Extracted records:
☆ ☆ ☆

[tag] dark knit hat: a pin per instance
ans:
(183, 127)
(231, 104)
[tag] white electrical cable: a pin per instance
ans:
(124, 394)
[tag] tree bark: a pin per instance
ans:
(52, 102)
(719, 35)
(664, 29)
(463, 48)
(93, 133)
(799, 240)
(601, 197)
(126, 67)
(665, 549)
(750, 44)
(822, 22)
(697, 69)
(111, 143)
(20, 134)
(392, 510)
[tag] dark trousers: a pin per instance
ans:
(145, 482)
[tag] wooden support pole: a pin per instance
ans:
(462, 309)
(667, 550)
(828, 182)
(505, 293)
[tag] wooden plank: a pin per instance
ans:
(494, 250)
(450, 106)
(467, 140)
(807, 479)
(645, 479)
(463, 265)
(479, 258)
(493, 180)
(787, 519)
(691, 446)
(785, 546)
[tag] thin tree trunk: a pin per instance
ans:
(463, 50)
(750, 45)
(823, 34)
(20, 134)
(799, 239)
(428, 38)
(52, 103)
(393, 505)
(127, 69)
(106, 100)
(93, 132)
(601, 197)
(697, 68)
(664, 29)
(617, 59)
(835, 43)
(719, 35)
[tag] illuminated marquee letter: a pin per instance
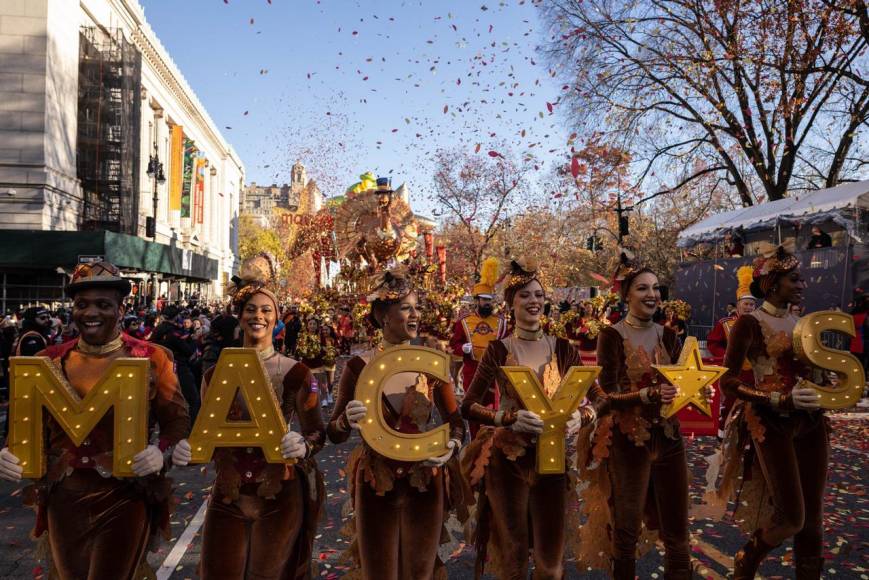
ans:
(37, 384)
(809, 348)
(239, 370)
(375, 430)
(690, 377)
(555, 412)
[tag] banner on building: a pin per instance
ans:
(187, 178)
(176, 163)
(199, 189)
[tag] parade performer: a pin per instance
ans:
(318, 351)
(399, 507)
(262, 517)
(789, 451)
(717, 339)
(99, 526)
(473, 332)
(633, 452)
(517, 509)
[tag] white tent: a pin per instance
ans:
(810, 206)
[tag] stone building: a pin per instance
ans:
(300, 196)
(106, 151)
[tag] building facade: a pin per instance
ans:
(300, 196)
(105, 151)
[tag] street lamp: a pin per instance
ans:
(155, 172)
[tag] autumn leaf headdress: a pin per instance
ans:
(390, 285)
(257, 275)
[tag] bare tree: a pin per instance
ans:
(476, 191)
(768, 94)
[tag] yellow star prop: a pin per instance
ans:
(690, 376)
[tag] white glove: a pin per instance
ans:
(148, 461)
(439, 460)
(579, 419)
(355, 411)
(806, 398)
(527, 422)
(182, 454)
(10, 470)
(293, 446)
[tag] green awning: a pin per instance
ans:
(49, 249)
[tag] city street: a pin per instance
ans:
(714, 543)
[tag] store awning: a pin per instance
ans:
(50, 249)
(811, 206)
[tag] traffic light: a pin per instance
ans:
(623, 226)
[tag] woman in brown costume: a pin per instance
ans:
(788, 435)
(399, 507)
(262, 517)
(518, 509)
(635, 462)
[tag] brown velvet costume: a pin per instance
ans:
(786, 466)
(262, 517)
(518, 509)
(400, 508)
(633, 460)
(99, 526)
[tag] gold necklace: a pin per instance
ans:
(99, 349)
(384, 344)
(774, 311)
(638, 322)
(525, 334)
(266, 353)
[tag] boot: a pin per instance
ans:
(624, 569)
(809, 568)
(748, 559)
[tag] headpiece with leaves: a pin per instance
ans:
(257, 274)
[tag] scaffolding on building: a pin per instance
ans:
(109, 119)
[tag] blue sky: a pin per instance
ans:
(349, 87)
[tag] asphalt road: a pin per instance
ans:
(713, 543)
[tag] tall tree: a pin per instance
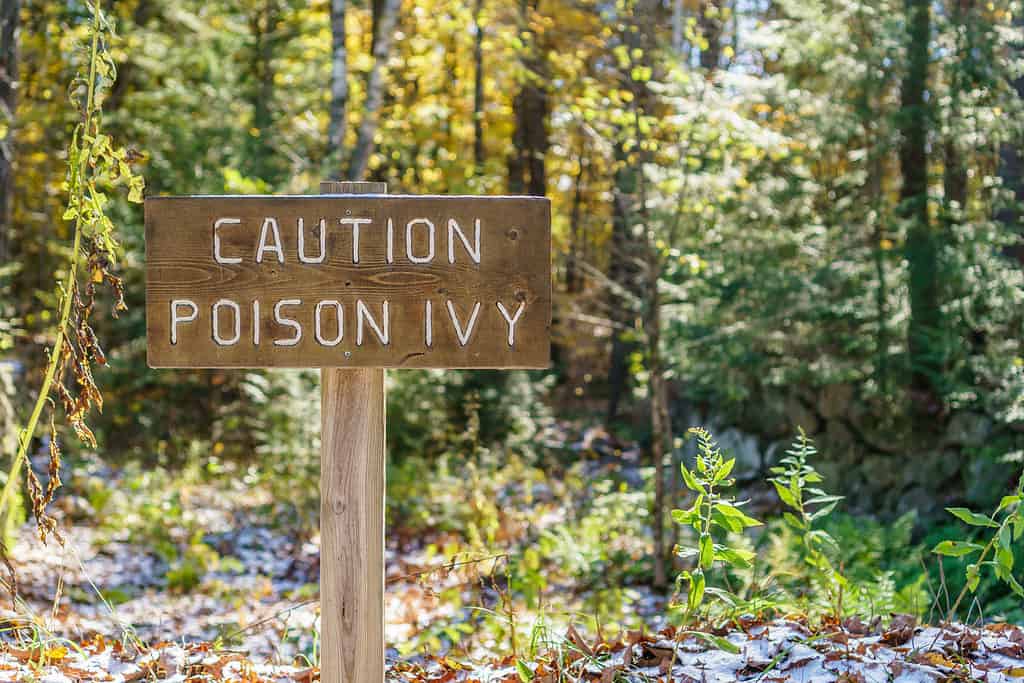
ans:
(527, 171)
(478, 154)
(8, 80)
(385, 14)
(922, 249)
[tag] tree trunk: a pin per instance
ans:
(8, 80)
(384, 23)
(478, 155)
(922, 250)
(144, 11)
(339, 82)
(573, 281)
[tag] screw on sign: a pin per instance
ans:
(351, 281)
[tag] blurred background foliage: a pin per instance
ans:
(767, 214)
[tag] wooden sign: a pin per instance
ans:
(357, 281)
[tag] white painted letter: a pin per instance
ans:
(216, 241)
(317, 327)
(361, 312)
(430, 241)
(355, 222)
(302, 243)
(175, 318)
(474, 253)
(511, 319)
(464, 336)
(287, 322)
(216, 323)
(428, 322)
(275, 248)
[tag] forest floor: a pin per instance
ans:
(239, 600)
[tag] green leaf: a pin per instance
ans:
(684, 516)
(823, 511)
(725, 470)
(972, 518)
(1014, 586)
(794, 521)
(1005, 560)
(955, 548)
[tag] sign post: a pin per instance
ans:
(351, 281)
(352, 483)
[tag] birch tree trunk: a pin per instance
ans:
(339, 82)
(384, 22)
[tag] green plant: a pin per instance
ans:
(807, 505)
(1008, 522)
(711, 511)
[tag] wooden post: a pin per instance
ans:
(352, 479)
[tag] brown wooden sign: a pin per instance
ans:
(357, 281)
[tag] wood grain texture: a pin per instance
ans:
(514, 269)
(352, 525)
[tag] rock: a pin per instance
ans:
(969, 430)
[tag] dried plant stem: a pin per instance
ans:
(25, 438)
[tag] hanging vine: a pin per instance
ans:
(94, 166)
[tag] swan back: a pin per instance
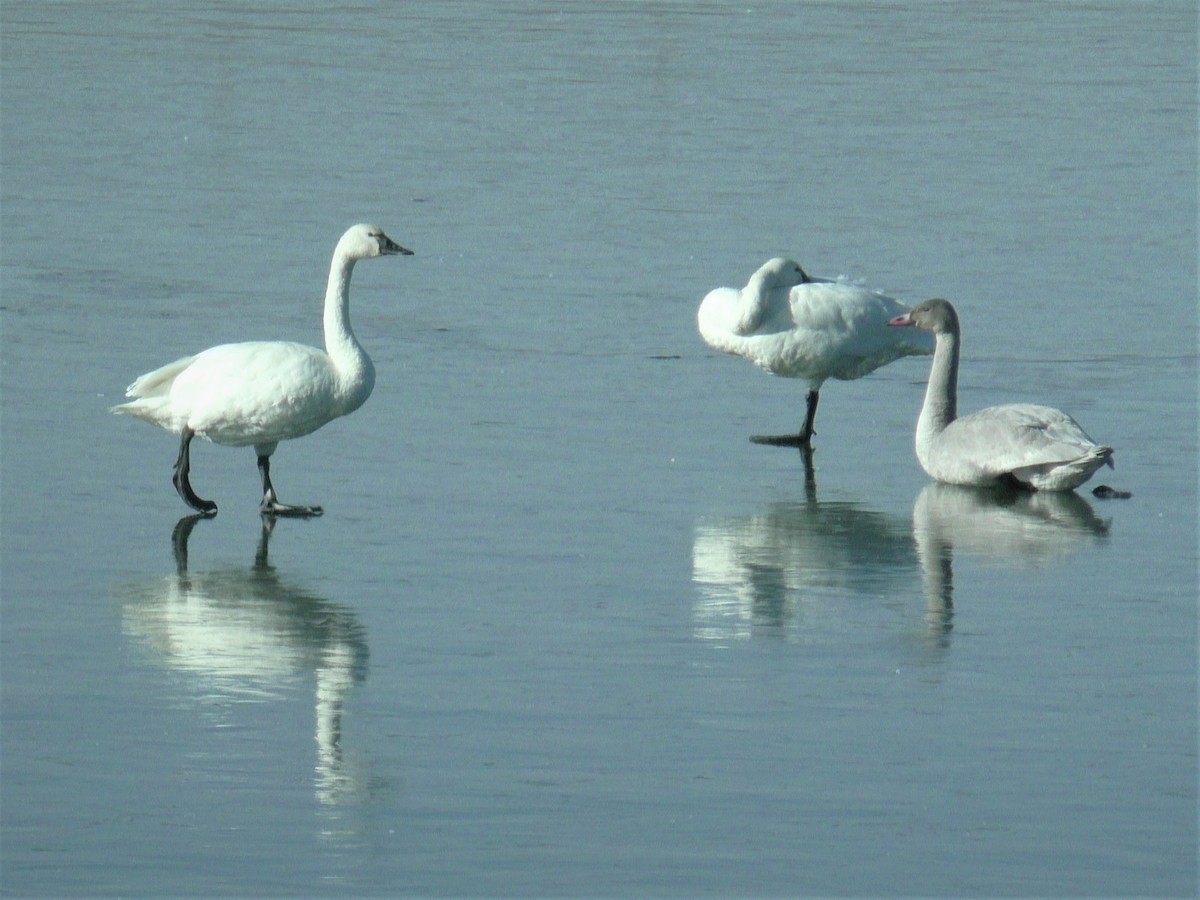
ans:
(798, 327)
(1037, 447)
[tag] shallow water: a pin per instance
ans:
(562, 628)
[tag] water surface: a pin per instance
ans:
(562, 629)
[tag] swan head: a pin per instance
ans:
(364, 241)
(936, 316)
(780, 273)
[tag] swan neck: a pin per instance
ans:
(353, 366)
(340, 341)
(941, 394)
(753, 306)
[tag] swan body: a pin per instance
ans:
(1031, 447)
(813, 329)
(259, 393)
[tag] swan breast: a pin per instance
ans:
(261, 393)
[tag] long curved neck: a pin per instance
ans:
(753, 304)
(351, 361)
(942, 394)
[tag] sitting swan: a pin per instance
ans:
(265, 391)
(797, 327)
(1025, 445)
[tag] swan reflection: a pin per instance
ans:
(760, 574)
(1002, 525)
(244, 633)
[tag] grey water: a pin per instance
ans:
(563, 629)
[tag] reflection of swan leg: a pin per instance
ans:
(183, 466)
(271, 504)
(807, 431)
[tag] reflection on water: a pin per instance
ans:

☆ ☆ ☆

■ **Requirement**
Beginning with the line with "[tag] swan back: a pin per instance", repeat the entries above exactly, up to and including the last line, leaving out pictures.

■ **Problem solution**
[tag] swan back: a pin per instance
ans:
(798, 327)
(1037, 447)
[tag] shallow water: a pin per instance
ans:
(562, 628)
[tag] water surface: a pin per instance
ans:
(562, 629)
[tag] swan head: a pin per instance
ans:
(364, 241)
(936, 316)
(780, 273)
[tag] swan neck: a pin per instance
ans:
(353, 366)
(340, 341)
(941, 394)
(753, 306)
[tag] swan body: a pin per instance
ans:
(1031, 447)
(813, 329)
(259, 393)
[tag] swan breast: a pin per instance
ans:
(261, 393)
[tag] long curved neck: a pin per instance
ans:
(753, 304)
(351, 361)
(942, 394)
[tag] sitting swan: a pin per instance
ans:
(265, 391)
(797, 327)
(1025, 445)
[tag] swan reflection: a pin per instance
ans:
(760, 574)
(1002, 525)
(244, 633)
[tag] grey water: a pin per instance
ans:
(563, 629)
[tag] reflection of swan leg: a pin per instance
ans:
(183, 466)
(271, 504)
(807, 431)
[tag] reflection on water: a pin per instance
ans:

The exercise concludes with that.